● Problem: Set down the records again. Every word and mark must match exactly.

[Data excerpts]
>>>

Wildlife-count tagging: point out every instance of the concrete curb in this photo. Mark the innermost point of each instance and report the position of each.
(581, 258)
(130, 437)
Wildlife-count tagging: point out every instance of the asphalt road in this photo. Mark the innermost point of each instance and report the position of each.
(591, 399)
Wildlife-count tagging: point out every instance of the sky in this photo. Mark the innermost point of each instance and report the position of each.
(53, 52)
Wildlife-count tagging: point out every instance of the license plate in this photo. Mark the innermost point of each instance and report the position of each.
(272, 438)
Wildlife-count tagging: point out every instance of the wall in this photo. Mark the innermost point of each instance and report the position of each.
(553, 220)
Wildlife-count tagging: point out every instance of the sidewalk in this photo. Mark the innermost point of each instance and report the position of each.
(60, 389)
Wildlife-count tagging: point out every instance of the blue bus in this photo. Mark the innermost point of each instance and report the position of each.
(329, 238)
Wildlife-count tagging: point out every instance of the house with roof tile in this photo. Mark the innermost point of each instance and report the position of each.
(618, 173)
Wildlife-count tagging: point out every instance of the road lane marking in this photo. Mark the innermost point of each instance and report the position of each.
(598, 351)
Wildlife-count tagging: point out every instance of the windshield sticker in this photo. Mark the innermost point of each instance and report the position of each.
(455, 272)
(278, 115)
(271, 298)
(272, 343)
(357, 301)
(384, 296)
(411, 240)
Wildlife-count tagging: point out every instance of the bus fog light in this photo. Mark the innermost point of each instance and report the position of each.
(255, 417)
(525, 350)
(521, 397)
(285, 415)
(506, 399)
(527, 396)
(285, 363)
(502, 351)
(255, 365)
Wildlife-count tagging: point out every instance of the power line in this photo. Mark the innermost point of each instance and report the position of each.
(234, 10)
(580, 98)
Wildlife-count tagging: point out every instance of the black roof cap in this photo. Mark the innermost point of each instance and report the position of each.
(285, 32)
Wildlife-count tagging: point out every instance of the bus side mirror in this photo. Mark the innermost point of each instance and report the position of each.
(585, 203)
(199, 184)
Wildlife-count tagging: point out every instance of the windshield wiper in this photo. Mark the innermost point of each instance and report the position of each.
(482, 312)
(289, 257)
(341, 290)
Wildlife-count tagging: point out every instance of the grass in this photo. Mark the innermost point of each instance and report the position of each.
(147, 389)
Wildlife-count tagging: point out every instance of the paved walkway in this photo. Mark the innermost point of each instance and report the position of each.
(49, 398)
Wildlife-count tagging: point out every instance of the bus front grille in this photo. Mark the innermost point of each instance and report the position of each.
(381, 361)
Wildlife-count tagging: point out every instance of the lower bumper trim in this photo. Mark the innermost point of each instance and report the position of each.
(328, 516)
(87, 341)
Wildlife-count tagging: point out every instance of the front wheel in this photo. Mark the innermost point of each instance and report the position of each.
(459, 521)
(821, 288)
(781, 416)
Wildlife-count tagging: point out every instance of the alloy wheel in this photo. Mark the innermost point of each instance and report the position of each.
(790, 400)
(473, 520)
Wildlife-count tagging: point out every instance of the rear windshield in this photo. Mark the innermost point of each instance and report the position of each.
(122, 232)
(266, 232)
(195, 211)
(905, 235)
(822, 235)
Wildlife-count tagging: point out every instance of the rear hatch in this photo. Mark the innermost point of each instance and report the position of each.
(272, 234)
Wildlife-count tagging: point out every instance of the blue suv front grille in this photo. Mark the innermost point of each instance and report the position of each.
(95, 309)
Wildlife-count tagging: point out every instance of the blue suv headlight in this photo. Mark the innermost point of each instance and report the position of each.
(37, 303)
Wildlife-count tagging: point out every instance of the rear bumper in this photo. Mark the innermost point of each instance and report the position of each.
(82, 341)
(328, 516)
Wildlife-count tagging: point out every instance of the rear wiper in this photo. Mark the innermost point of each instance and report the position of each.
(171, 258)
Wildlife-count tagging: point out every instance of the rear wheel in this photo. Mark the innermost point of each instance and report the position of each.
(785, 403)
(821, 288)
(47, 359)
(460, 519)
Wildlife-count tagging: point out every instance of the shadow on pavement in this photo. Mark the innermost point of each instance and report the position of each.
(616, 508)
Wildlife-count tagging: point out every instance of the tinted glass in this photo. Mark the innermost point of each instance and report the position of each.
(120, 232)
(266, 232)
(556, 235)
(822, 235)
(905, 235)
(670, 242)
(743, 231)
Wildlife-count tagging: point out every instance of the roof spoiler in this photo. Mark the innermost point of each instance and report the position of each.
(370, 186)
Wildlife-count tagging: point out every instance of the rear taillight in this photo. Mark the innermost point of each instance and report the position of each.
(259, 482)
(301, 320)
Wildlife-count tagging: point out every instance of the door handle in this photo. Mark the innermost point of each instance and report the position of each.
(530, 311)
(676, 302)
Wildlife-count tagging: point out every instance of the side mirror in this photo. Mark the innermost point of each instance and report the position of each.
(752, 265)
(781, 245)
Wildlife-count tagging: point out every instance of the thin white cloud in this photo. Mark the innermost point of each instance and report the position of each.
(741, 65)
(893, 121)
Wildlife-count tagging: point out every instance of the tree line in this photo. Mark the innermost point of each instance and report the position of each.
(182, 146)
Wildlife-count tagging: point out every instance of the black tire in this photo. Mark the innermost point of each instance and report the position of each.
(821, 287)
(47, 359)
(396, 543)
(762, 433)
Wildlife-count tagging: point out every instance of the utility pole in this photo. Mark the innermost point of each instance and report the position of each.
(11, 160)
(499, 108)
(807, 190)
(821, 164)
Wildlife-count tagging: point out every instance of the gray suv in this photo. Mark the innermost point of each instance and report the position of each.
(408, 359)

<<<

● Answer box:
Wildlife-count tagging: point out every instance of the concrete curb in this photo. Mark the innermost point of each instance and report the position of each.
(581, 258)
(130, 437)
Wildlife-count tagging: point out every instance of the asphalt road in this photo. Mark the innermost point of each instance and report the position of each.
(591, 399)
Wildlife-count tagging: point out every instance of the sky in this photo. Mark the innermost point of each instance and report the position of each.
(53, 52)
Wildlife-count tagging: point out every instance of the license plate in this photo. Mark the innermost point of each instance and report the position of each.
(272, 438)
Wildlife-count tagging: point out every instance of the wall in this photo. Mark the innermost point of each instance and report the position of each.
(553, 220)
Wildlife-count tagging: point out every instance of the sidewalk in this photo. Mark the innermost point of each instance and report the position of each.
(60, 389)
Wildlife-count tagging: point out every instance of the blue bus in this photo. Mark the innermost point of each instance and report the position of each.
(329, 238)
Wildlife-count tagging: point out every instance of the house with roof tile in this photo. Mark the innermost point of each instance and report the position of each.
(618, 173)
Wildlife-count tagging: point out every instance of the road lane marking in this photo. Mark the innermost point of each instance and report the position of each.
(598, 351)
Wildlife-count tagging: point out every instance of the windshield sticker in this photo. Mark the innermost point of each instance and report the position of each.
(455, 272)
(278, 115)
(271, 298)
(272, 343)
(357, 301)
(384, 296)
(411, 240)
Wildlife-count tagging: point out every instance of the bus fog light in this photo. Mark the innermost point of each instance and report the position of each.
(255, 417)
(525, 350)
(521, 397)
(285, 415)
(506, 399)
(527, 396)
(285, 363)
(502, 351)
(255, 365)
Wildlife-count tagging: point out every instance of the power line in this photo. Mark the innermost point of each instance and report the position of each.
(234, 10)
(580, 98)
Wildlife-count tagging: point out every instance of the black roof cap in this photo. Mark the innermost point of each instance and report the position of each.
(285, 32)
Wildlife-count tagging: point out every instance of the bus side mirror in this photo. Mark the innermost point of each instance and report the position of each.
(585, 203)
(199, 184)
Wildlife-count tagging: point out every instance of the windshield wiper in this photo. Mark the innermost point of each instance and report the position of each.
(482, 312)
(289, 257)
(341, 290)
Wildlife-count tagging: point out every instance of the grass in this photo. Mark the innermost point of each instance and report the position of each.
(147, 389)
Wildlife-count tagging: point out every instance of the paved walkway in this photo. Mark the innermost point of each instance and report the position of each.
(49, 398)
Wildlife-count tagging: point out every instance of the bus front grille in this photo. Mark the innermost point of each instance and report the position of each.
(381, 361)
Wildlife-count tagging: point out every instance of the lower bumper trim in this photo. Mark the innermost point of each instance and report the position of each.
(328, 516)
(87, 341)
Wildlife-count tagging: point out every instance of the front wheel in this photo. Mark the innermost point of each instance and report the position of each.
(459, 521)
(821, 288)
(781, 416)
Wildlife-count tagging: point out every instance of the alloy wheel in this photo. Mark the innermost point of each instance and report the position of each.
(790, 400)
(473, 520)
Wildlife-count tagging: point out every instance of the rear windshield in this photo. Mark the innermost point of each instance and report the position of each.
(122, 232)
(266, 232)
(195, 211)
(905, 235)
(822, 235)
Wildlife-count tagging: point out every instance of the rear hatch in this photo. Mark the innermost point of each instance and report the position of each.
(272, 234)
Wildlife-count tagging: point out every instance of the blue suv front grille in this photo. Mark the innermost point of each instance and report the position of each.
(95, 309)
Wildlife-count tagging: point out every instance of the blue suv headlight in this photo. Mark the innermost point of each instance and report the position of each.
(37, 303)
Wildlife-count tagging: point out every instance of the rear bumper in this photo. Mark the innermost point of each instance and report the position of each.
(82, 341)
(328, 516)
Wildlife-count tagging: point out every instance of the rear wiper in this photo. Mark the innermost point of each instance and report the position of each.
(171, 258)
Wildlife-count tagging: point out every instance of the rear wheel in this photo. Mark the innermost point of each instance and report the position of each.
(785, 403)
(821, 288)
(47, 359)
(460, 519)
Wildlife-count tagging: point out every instance of the shadow on pavement in this photo. Mark the innermost point of each instance and report the position of each.
(616, 508)
Wildlife-count tagging: point out every instance of the tinted glass in this photo. Mark the innermost point of each instance and report the position of each.
(120, 232)
(266, 232)
(556, 235)
(822, 235)
(905, 235)
(670, 242)
(743, 231)
Wildlife-count tagging: point out every instance of the roof spoiler in this photo. Mark the innermost point of each instance and report the position of each.
(370, 186)
Wildlife-count tagging: point out every instance of the rear taillight in this photo. Mark the innermost point of each instance and report the position of each.
(259, 482)
(301, 320)
Wildlife-count tagging: point out every instance of the door handle in this photo. Mark the innermost point of each instance and report the position of each.
(530, 311)
(676, 302)
Wildlife-count tagging: point out every instance of the side mirror in this photo. Mark the innermost point of each instance and report the position of each.
(752, 265)
(781, 245)
Wildlife-count tagging: point out every instance of the thin white cloud in this photo. Mark the innermost point of each instance and report the position of each.
(741, 65)
(893, 121)
Wildlife-count tagging: point out every instance of the tree line in this photo. Mark the innermost point of each instance and report the position of each.
(182, 146)
Wildlife-count tagging: point out every instance of the black tire in this photo. Mark the innermost point of each instance and report the position of each.
(821, 287)
(47, 359)
(396, 543)
(762, 433)
Wildlife-count tagging: point out every instance of the utility pole in this photo. Mark the innermost point of each instance and report the position of each.
(11, 160)
(499, 108)
(807, 190)
(821, 164)
Wildlife-count tagging: point out every instance of the gray suv in this photo. Mark the innermost point of each instance and report the position of each.
(408, 359)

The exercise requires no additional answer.